→ **EXCERPT**:
** start **

A detailed example of how to generate your data in parallel with PyTorch
Star

Motivation

Have you ever had to load a dataset that was so memory consuming that you wished a magic trick could seamlessly take care of that? Large datasets are increasingly becoming part of our lives, as we are able to harness an ever-growing quantity of data.

We have to keep in mind that in some cases, even the most state-of-the-art configuration won't have enough memory space to process the data the way we used to do it. That is the reason why we need to find other ways to do that task efficiently. In this blog post, we are going to show you how to generate your data on multiple cores in real time and feed it right away to your deep learning model.

This tutorial will show you how to do so on the GPU-friendly framework PyTorch, where an efficient data generation scheme is crucial to leverage the full potential of your GPU during the training process.

Tutorial

Previous situation

Before reading this article, your PyTorch script probably looked like this:

# Load entire dataset
X, y = torch.load('some_training_set_with_labels.pt')

# Train model
for epoch in range(max_epochs):
    for i in range(n_batches):
        # Local batches and labels
        local_X, local_y = X[i*n_batches:(i+1)*n_batches,], y[i*n_batches:(i+1)*n_batches,]

        # Your model
        [...]

or even this:

# Unoptimized generator
training_generator = SomeSingleCoreGenerator('some_training_set_with_labels.pt')

# Train model
for epoch in range(max_epochs):
    for local_X, local_y in training_generator:
        # Your model
        [...]

This article is about optimizing the entire data generation process, so that it does not become a bottleneck in the training procedure.

In order to do so, let's dive into a step by step recipe that builds a parallelizable data generator suited for this situation. By the way, the following code is a good skeleton to use for your own project; you can copy/paste the following pieces of code and fill the blanks accordingly.

Notations

Before getting started, let's go through a few organizational tips that are particularly useful when dealing with large datasets.

Let ID be the Python string that identifies a given sample of the dataset. A good way to keep track of samples and their labels is to adopt the following framework:

Create a dictionary called partition where you gather:
- in partition['train'] a list of training IDs
- in partition['validation'] a list of validation IDs
Create a dictionary called labels where for each ID of the dataset, the associated label is given by labels[ID]

For example, let's say that our training set contains id-1, id-2 and id-3 with respective labels 0, 1 and 2, with a validation set containing id-4 with label 1. In that case, the Python variables partition and labels look like:

>>> partition
{'train': ['id-1', 'id-2', 'id-3'], 'validation': ['id-4']}

and

>>> labels
{'id-1': 0, 'id-2': 1, 'id-3': 2, 'id-4': 1}

Also, for the sake of modularity, we will write PyTorch code and customized classes in separate files, so that your folder looks like:

folder/
├── my_classes.py
├── pytorch_script.py
└── data/

where data/ is assumed to be the folder containing your dataset.

Finally, it is good to note that the code in this tutorial is aimed at being general and minimal, so that you can easily adapt it for your own dataset.

Dataset

Now, let's go through the details of how to set the Python class Dataset, which will characterize the key features of the dataset you want to generate.

First, let's write the initialization function of the class. We make the latter inherit the properties of torch.utils.data.Dataset so that we can later leverage nice functionalities such as multiprocessing.

** end **

→ **REQUIREMENT A**: Lay out every line of the records below as a JSON list of strings, one string per line, leaving out blank lines.

→ **GIVEN INFORMATION**:
** start **

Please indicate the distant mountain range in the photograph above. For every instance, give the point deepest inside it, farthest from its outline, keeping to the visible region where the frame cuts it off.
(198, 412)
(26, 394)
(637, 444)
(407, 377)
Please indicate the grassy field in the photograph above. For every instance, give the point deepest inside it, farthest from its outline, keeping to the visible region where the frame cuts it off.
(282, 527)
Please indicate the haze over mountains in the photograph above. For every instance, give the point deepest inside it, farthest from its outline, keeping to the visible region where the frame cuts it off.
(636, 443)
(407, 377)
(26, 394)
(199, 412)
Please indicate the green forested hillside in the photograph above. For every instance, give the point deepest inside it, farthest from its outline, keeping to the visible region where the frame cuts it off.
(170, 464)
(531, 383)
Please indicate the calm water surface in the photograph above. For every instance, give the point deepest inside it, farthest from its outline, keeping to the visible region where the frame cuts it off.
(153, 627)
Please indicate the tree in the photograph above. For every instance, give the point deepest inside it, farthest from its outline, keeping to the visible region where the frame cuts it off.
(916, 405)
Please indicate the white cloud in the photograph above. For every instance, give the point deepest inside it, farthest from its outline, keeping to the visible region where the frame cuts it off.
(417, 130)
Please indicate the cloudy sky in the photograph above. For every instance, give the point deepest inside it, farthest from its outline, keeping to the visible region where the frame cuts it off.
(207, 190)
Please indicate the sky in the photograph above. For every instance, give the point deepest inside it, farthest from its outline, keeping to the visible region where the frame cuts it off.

** end **

→ **REQUIREMENT B**: Continue the PyTorch data generation tutorial above from the point where it stops.

→ **RESULT A**:
[
  "Please indicate the distant mountain range in the photograph above. For every instance, give the point deepest inside it, farthest from its outline, keeping to the visible region where the frame cuts it off.",
  "(198, 412)",
  "(26, 394)",
  "(637, 444)",
  "(407, 377)",
  "Please indicate the grassy field in the photograph above. For every instance, give the point deepest inside it, farthest from its outline, keeping to the visible region where the frame cuts it off.",
  "(282, 527)",
  "Please indicate the haze over mountains in the photograph above. For every instance, give the point deepest inside it, farthest from its outline, keeping to the visible region where the frame cuts it off.",
  "(636, 443)",
  "(407, 377)",
  "(26, 394)",
  "(199, 412)",
  "Please indicate the green forested hillside in the photograph above. For every instance, give the point deepest inside it, farthest from its outline, keeping to the visible region where the frame cuts it off.",
  "(170, 464)",
  "(531, 383)",
  "Please indicate the calm water surface in the photograph above. For every instance, give the point deepest inside it, farthest from its outline, keeping to the visible region where the frame cuts it off.",
  "(153, 627)",
  "Please indicate the tree in the photograph above. For every instance, give the point deepest inside it, farthest from its outline, keeping to the visible region where the frame cuts it off.",
  "(916, 405)",
  "Please indicate the white cloud in the photograph above. For every instance, give the point deepest inside it, farthest from its outline, keeping to the visible region where the frame cuts it off.",
  "(417, 130)",
  "Please indicate the cloudy sky in the photograph above. For every instance, give the point deepest inside it, farthest from its outline, keeping to the visible region where the frame cuts it off.",
  "(207, 190)",
  "Please indicate the sky in the photograph above. For every instance, give the point deepest inside it, farthest from its outline, keeping to the visible region where the frame cuts it off."
]

→ **RESULT B**:
def __init__(self, list_IDs, labels):
    'Initialization'
    self.labels = labels
    self.list_IDs = list_IDs

There, we store important information such as labels and the list of IDs that we wish to generate at each pass.

Each call requests a sample index for which the upperbound is specified in the __len__ method.

def __len__(self):
    'Denotes the total number of samples'
    return len(self.list_IDs)

Now, when the sample corresponding to a given index is called, the generator executes the __getitem__ method to generate it.

def __getitem__(self, index):
    'Generates one sample of data'
    # Select sample
    ID = self.list_IDs[index]

    # Load data and get label
    X = torch.load('data/' + ID + '.pt')
    y = self.labels[ID]

    return X, y

During data generation, this method reads the Torch tensor of a given example from its corresponding file ID.pt.
Since our code is designed to be multicore-friendly, note that you can do more complex operations instead (e.g. computations from source files) without worrying that data generation becomes a bottleneck in the training process.

The complete code corresponding to the steps that we described in this section is shown below.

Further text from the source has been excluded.